[Begin Data section]
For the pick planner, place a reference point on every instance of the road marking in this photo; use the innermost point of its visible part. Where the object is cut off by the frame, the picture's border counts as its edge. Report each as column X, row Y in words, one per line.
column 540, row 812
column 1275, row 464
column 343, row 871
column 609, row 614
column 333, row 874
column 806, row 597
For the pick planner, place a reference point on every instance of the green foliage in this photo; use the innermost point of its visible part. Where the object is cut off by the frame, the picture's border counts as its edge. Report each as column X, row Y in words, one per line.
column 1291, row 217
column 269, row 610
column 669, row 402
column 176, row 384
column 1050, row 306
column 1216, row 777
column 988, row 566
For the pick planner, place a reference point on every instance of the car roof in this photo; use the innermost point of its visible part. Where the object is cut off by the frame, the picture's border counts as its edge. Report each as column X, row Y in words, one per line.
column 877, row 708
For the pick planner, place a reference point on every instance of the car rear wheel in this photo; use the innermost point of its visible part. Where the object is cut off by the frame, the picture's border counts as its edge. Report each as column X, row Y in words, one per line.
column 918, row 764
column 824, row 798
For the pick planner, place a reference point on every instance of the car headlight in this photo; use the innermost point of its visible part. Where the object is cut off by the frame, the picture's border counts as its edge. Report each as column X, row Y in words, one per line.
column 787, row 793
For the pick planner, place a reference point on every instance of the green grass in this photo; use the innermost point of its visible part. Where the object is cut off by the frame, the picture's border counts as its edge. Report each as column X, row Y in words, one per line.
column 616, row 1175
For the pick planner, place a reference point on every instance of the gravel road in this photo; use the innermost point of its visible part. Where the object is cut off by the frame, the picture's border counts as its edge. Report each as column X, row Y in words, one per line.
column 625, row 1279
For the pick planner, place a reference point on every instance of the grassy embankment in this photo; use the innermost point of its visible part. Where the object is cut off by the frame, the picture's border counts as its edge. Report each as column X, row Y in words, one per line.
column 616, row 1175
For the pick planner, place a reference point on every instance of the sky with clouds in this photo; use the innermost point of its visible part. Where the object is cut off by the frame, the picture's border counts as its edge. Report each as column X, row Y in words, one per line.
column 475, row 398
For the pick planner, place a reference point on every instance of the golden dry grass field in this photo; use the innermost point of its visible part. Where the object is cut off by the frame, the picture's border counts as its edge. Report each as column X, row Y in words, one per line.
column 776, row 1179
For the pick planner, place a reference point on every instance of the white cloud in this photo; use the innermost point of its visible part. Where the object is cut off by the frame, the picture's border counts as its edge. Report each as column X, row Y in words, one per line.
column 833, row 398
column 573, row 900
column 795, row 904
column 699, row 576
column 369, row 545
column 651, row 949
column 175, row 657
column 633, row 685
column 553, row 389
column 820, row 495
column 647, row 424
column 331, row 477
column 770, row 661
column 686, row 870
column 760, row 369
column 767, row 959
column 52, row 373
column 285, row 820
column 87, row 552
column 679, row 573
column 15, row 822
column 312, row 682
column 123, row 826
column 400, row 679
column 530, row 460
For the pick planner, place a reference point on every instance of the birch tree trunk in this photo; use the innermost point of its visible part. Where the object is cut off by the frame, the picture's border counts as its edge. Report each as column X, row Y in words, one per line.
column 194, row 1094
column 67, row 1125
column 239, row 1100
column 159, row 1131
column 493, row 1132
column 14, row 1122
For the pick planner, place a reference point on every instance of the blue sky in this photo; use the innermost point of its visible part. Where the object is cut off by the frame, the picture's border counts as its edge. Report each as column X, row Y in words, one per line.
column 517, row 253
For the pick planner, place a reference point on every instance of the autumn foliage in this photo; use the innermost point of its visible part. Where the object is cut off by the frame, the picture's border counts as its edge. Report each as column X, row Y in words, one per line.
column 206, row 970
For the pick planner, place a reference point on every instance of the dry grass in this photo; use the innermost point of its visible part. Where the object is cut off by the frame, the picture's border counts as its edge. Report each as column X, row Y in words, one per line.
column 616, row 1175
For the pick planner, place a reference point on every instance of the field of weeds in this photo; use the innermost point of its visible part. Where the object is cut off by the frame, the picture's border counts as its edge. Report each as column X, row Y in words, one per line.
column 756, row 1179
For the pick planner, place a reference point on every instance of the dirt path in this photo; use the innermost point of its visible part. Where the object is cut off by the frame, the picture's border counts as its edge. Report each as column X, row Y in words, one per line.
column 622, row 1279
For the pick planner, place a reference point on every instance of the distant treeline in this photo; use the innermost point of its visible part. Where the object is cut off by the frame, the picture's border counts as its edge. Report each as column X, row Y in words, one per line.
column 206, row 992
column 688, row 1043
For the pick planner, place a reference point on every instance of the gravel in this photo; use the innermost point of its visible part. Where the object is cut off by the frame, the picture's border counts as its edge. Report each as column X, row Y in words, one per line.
[End Data section]
Write out all of the items above again, word for word and in the same order.

For the pick planner, place a reference point on every instance of the road marking in this photo; use the innermost point of its visible part. Where the object is cut off by the frame, the picture's border counts as its edge. Report each as column X, row Y in words, one per line.
column 540, row 812
column 1275, row 464
column 343, row 871
column 609, row 614
column 333, row 874
column 806, row 597
For the pick planner, place a reference point on every instance of the green foliage in this photo; use the innermost point of its visible part. Where the object is cut off by the frame, the picture's border counts as its edge. Report each as column X, row Y in words, one per line.
column 1291, row 217
column 269, row 610
column 669, row 402
column 176, row 384
column 1050, row 306
column 1216, row 777
column 988, row 566
For the pick planner, place a reference point on every instance of the car roof in this photo; use the innermost point of its visible part. Where the object is cut off by the frame, the picture's border counts as its edge. Report each as column X, row Y in words, one per line.
column 877, row 708
For the pick planner, place a reference point on every instance of the car rear wheel in this photo; use the innermost point of its visible part. Where the object is cut off by the frame, the picture's border counts as its edge. Report each as column X, row Y in words, one per line.
column 918, row 764
column 824, row 798
For the pick planner, place a reference point on every instance of the car headlight in this photo; use the innermost point of its visible part. Where the object is cut off by the frame, the picture's border counts as its edge. Report each as column X, row Y in words, one per line.
column 787, row 793
For the pick planner, place a reference point on every instance of the green grass in this photo; use the innermost point of its visible part. Where the object is cut off by the frame, the picture's border counts as its edge. Report each as column X, row Y in words, one per line.
column 616, row 1175
For the pick planner, place a reference point on every instance of the gravel road in this photo; use the innermost point of its visible part. Where the object is cut off by the frame, the picture's border counts as its edge. Report each as column X, row Y in words, one per line.
column 625, row 1279
For the pick planner, place a reference point on every instance of the grassy embankment in this photo; use the innermost point of its visible part. Where the object is cut off by the frame, the picture's border counts as its edge. Report each as column X, row Y in words, one per line.
column 616, row 1175
For the pick planner, place a reference point on every instance of the sky with clouds in this photo; use the innermost point of its visible part. Where the object is cut off by the frame, the picture's border counts as its edge. Report each as column X, row Y in words, one per line.
column 475, row 398
For the pick planner, place a reference point on every instance of the golden dry grass field in this photo; use the innermost point of its visible part. Where the object is cut off by the frame, the picture's border counts as its edge. Report each as column X, row Y in words, one per line.
column 776, row 1179
For the pick planner, place a reference point on every instance of the white cloud in this photo; use the innermost point of its visible part. Where the object is cut off by the frame, the picture's border counts as its edge. Report each as column X, row Y in words, one per line.
column 833, row 398
column 573, row 900
column 795, row 904
column 699, row 576
column 369, row 545
column 651, row 949
column 175, row 657
column 633, row 685
column 553, row 389
column 820, row 495
column 647, row 424
column 331, row 477
column 770, row 661
column 686, row 870
column 760, row 369
column 767, row 959
column 52, row 373
column 285, row 820
column 87, row 552
column 679, row 573
column 15, row 822
column 312, row 682
column 123, row 826
column 400, row 679
column 530, row 460
For the pick planner, place a reference point on every instance of the birch tree trunk in this photo; use the innermost point of its visible part. Where the object is cut off by the frame, the picture's border counts as its edge. Report each as column X, row Y in words, one per line.
column 194, row 1094
column 67, row 1125
column 239, row 1100
column 159, row 1131
column 493, row 1132
column 14, row 1122
For the pick planner, place a reference point on every instance of the blue sky in this photo; use the innermost point of its visible part. Where the object is cut off by the frame, the picture's border counts as its edge. Report each as column X, row Y in words, one per line.
column 517, row 253
For the pick planner, place a reference point on every instance of the autumn foliage in this photo; use the innermost point of its visible part. Where the object is cut off by the frame, the picture's border counts as its edge. Report each as column X, row Y in words, one per line.
column 206, row 970
For the pick planner, place a reference point on every instance of the dry grass in this photo; use the innermost point of its visible part. Where the object is cut off by the frame, the picture's border counts as its edge. Report each as column X, row Y in words, one per line.
column 616, row 1175
For the pick planner, place a reference point on every instance of the field of weeds in this photo; use the innermost point of its visible part. Where the object is cut off by the frame, the picture's border counts as its edge. Report each as column X, row Y in words, one per line.
column 756, row 1179
For the pick planner, place a reference point on every instance of the dirt path in this photo; use the innermost point of its visible part. Where the object is cut off by the frame, the picture's border counts as its edge. Report each as column X, row Y in words, one per line.
column 622, row 1279
For the pick planner, place a reference point on every instance of the distant treeline in this photo; use the innermost point of its visible part. Where the object is cut off by the frame, the picture's border counts as its edge. Report each as column X, row Y in words, one per line.
column 206, row 992
column 688, row 1043
For the pick planner, place a reference point on every instance of the gravel in this photo; use the innermost point of its visible part. Where the object is cut off by the frame, the picture's border counts as its edge. Report each as column X, row Y in words, one per line.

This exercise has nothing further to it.